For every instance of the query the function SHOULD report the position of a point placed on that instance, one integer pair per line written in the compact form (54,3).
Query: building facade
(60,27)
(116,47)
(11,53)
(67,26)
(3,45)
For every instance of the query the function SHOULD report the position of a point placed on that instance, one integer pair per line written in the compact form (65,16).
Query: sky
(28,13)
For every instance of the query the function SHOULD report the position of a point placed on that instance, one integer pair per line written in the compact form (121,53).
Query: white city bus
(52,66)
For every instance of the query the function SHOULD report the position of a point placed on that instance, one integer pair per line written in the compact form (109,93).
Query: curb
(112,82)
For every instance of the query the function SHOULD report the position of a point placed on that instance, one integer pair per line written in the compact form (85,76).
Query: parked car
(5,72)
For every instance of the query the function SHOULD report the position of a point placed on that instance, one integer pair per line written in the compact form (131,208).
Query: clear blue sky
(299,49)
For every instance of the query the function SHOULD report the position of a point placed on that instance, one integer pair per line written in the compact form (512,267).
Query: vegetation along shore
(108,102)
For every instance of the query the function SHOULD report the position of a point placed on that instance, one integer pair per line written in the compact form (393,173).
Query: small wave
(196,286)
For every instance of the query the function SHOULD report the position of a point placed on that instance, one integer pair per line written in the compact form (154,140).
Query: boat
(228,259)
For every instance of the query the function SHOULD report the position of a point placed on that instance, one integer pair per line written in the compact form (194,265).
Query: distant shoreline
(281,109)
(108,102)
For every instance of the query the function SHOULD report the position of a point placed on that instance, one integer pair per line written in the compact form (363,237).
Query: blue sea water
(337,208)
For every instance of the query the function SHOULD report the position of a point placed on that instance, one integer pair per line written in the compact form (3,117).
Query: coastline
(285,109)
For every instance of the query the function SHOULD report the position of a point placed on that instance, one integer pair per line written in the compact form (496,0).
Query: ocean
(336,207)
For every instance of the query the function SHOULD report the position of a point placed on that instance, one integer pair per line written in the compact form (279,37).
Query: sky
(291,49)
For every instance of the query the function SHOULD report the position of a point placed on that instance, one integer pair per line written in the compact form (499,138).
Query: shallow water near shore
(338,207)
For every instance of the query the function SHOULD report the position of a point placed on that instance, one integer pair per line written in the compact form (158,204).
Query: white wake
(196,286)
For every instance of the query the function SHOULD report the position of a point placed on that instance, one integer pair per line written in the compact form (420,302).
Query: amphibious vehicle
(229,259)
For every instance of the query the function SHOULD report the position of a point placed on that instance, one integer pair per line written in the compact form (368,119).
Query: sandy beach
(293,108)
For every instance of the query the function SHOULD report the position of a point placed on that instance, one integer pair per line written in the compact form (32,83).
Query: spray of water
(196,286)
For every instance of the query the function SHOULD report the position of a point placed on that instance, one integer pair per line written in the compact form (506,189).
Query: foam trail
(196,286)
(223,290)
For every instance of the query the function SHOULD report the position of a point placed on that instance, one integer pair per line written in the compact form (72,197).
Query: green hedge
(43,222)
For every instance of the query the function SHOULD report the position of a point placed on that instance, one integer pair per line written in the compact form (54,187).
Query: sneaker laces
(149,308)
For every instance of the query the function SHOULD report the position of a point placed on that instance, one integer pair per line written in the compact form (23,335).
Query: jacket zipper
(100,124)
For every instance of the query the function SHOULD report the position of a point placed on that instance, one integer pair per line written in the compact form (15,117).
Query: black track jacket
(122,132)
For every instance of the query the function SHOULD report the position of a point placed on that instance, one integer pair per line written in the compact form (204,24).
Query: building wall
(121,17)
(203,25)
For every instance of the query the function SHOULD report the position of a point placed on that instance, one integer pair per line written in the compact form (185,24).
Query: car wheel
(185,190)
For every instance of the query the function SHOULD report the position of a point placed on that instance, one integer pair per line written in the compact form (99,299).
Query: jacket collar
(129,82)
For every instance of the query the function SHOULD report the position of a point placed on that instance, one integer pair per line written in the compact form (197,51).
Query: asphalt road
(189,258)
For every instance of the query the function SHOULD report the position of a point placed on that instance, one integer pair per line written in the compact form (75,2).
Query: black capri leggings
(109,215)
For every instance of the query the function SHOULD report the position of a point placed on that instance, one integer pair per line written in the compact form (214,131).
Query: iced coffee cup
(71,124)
· · · · · · ·
## Stated goal
Please arrange the data above as a Markdown table with the columns Row and Line, giving each line its row number and leaving out blank lines. Begin at the line that contains "compact form (75,2)." and stop at the end of the data.

## The solution
| Row | Line |
|---|---|
| 1 | For every instance of the query the function SHOULD report the position of a point placed on that instance, one integer pair per line written in the compact form (75,2). |
| 2 | Query: black capri leggings |
| 3 | (109,215) |
| 4 | For every instance of the query the function SHOULD report the position of a point placed on that instance, one integer pair per line written in the compact form (214,131). |
| 5 | Query: iced coffee cup |
| 6 | (71,124) |